CONSEGNA
Traduci in inglese questa frase del testo di riferimento: «Dopo anni di lavoro su me stesso ho imparato che il vittimismo serve a poco.»

TESTO DI RIFERIMENTO
===============

Totò Cascio ha rilasciato un’intervista al Corriere dove racconta il grave problema che affligge i suoi occhi e come sta convivendo con la malattia. Ecco un piccolo estratto:
Che cosa riesce a vedere oggi?
«Le luci. Percepisco se in una stanza ci sono le finestre aperte, ma oggi sono abbastanza autonomo. Dopo anni di lavoro su me stesso ho imparato che il vittimismo serve a poco. Nei prossimi giorni, per esempio, dovrò andare in Toscana per presentare il mio libro, La gloria e la prova, e ci andrò da solo. Certo, mi verranno a prendere, ma io oggi vivo in quasi autonomia tra Bologna e la Sicilia e non escludo, un domani, di trasferirmi».
Nelle sue parole — e anche nelle sue confessioni affidate al libro — si avverte una grande diffidenza. Da dove nasce?

===============

DATI REGISTRATI
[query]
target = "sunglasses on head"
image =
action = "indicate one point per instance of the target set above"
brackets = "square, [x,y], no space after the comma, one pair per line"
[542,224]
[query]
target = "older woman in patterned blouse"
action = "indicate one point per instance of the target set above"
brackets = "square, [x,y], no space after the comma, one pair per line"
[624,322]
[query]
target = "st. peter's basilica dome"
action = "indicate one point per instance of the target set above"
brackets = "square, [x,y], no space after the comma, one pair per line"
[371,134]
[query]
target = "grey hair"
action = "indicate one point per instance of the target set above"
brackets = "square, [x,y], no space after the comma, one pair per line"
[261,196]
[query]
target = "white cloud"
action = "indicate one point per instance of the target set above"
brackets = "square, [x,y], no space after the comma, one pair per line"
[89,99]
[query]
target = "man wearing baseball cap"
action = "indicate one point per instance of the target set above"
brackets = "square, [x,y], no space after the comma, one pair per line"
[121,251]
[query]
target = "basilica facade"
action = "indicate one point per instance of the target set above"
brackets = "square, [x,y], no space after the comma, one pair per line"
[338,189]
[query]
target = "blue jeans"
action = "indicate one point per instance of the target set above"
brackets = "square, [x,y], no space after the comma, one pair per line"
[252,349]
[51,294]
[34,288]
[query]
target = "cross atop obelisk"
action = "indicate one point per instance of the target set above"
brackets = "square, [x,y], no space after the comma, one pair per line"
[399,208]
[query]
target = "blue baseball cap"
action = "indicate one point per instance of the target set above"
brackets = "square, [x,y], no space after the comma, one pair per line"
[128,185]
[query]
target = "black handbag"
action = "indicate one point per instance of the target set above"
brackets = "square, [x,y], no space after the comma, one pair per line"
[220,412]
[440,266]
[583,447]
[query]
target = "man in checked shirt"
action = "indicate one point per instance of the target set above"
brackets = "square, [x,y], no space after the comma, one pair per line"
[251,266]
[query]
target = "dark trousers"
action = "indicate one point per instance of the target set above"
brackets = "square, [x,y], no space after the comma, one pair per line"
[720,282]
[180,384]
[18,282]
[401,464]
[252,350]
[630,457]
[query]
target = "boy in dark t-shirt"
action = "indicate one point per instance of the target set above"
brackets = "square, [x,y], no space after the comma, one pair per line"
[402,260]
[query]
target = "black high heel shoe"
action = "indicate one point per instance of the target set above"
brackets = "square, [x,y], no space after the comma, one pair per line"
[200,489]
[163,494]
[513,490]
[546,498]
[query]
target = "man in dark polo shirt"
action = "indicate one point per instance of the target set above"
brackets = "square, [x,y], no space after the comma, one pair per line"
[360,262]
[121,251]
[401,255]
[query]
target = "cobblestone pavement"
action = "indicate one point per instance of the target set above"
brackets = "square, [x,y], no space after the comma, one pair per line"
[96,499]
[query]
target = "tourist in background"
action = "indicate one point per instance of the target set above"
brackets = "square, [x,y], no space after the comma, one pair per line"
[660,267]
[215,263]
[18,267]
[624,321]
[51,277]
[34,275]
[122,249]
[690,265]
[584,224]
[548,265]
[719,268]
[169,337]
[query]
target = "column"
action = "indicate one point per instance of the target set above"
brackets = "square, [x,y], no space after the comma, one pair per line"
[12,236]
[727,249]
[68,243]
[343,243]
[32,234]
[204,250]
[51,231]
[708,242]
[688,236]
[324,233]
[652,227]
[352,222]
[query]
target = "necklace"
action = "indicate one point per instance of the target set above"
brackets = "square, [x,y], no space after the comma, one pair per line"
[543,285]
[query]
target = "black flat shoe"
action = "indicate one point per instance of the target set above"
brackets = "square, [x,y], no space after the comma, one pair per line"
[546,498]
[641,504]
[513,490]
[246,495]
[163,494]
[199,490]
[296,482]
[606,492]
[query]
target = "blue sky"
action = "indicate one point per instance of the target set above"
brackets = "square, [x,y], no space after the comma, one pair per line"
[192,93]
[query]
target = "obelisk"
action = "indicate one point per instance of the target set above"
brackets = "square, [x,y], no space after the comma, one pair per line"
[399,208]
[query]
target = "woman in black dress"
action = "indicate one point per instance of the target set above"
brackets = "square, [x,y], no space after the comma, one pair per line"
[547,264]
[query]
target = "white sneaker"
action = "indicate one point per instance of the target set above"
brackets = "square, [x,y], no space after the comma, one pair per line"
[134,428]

===============

LA TUA SOLUZIONE
After years of working on myself, I have learned that self-pity is of little use.